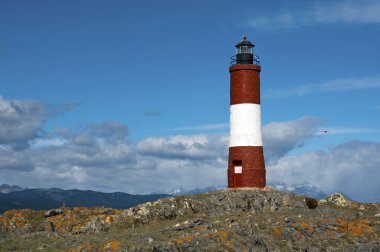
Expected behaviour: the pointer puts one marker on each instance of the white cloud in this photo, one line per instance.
(89, 160)
(204, 127)
(23, 120)
(323, 13)
(339, 131)
(352, 168)
(99, 157)
(281, 137)
(329, 86)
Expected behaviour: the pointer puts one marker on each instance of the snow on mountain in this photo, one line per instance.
(5, 188)
(303, 188)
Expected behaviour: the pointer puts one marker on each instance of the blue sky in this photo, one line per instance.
(139, 91)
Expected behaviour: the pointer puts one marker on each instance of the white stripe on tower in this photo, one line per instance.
(245, 125)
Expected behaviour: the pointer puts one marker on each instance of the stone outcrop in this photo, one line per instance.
(226, 220)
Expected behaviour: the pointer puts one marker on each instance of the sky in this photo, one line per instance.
(133, 96)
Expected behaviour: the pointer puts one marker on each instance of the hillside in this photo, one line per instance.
(225, 220)
(43, 199)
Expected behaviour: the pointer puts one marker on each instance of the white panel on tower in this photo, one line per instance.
(245, 125)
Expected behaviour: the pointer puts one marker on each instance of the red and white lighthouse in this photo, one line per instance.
(246, 167)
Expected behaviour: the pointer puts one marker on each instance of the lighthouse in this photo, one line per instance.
(246, 167)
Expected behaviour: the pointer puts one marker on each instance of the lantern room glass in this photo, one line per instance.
(244, 49)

* _Stated task_
Format every line of the listing above as a numbered list, skipping any blank lines and leaving out the pictures.

* _Solution to the exercise_
1. Expected behaviour: the pointer puts one marker on each instance of the white cloud in this photo, one line per instance.
2. (89, 160)
3. (204, 127)
4. (23, 120)
5. (323, 13)
6. (339, 131)
7. (352, 168)
8. (99, 157)
9. (281, 137)
10. (329, 86)
11. Expected behaviour: the pointer puts one marker on each instance of the snow on mountain in this photo, one line per instance.
12. (5, 188)
13. (303, 188)
14. Expected behaviour: the pointer puts one marker on each instance of the blue sky in this photo, one line per instance.
15. (139, 91)
16. Expected behaviour: the pointer puts one marker on each instance of the white stripe on tower in this photo, one line per instance.
17. (245, 125)
18. Expected behaviour: the pointer puts one marker on each instance of the stone outcrop in this photo, one line per instance.
19. (226, 220)
20. Expected behaviour: the pointer puts one marker on each instance of the sky in this photo, one line per instance.
21. (133, 96)
22. Expected behaviour: the pointer puts one marker on each instance of the hillside in this photo, one line per instance.
23. (225, 220)
24. (43, 199)
25. Expected behaviour: the pointer puts one marker on each instance of the white panel on tower in this photo, one line per instance.
26. (245, 125)
27. Expected behaviour: the pointer puts one marker on each instance of the red and white lighthouse in this photo, one line per instance.
28. (246, 167)
29. Expected behaviour: the pointer puts one marker on each instance of the lighthouse in this photo, one line per instance.
30. (246, 167)
31. Expected behaviour: the pointer puts one marker on each instance of the lantern room glass in this photo, one line per instance.
32. (244, 49)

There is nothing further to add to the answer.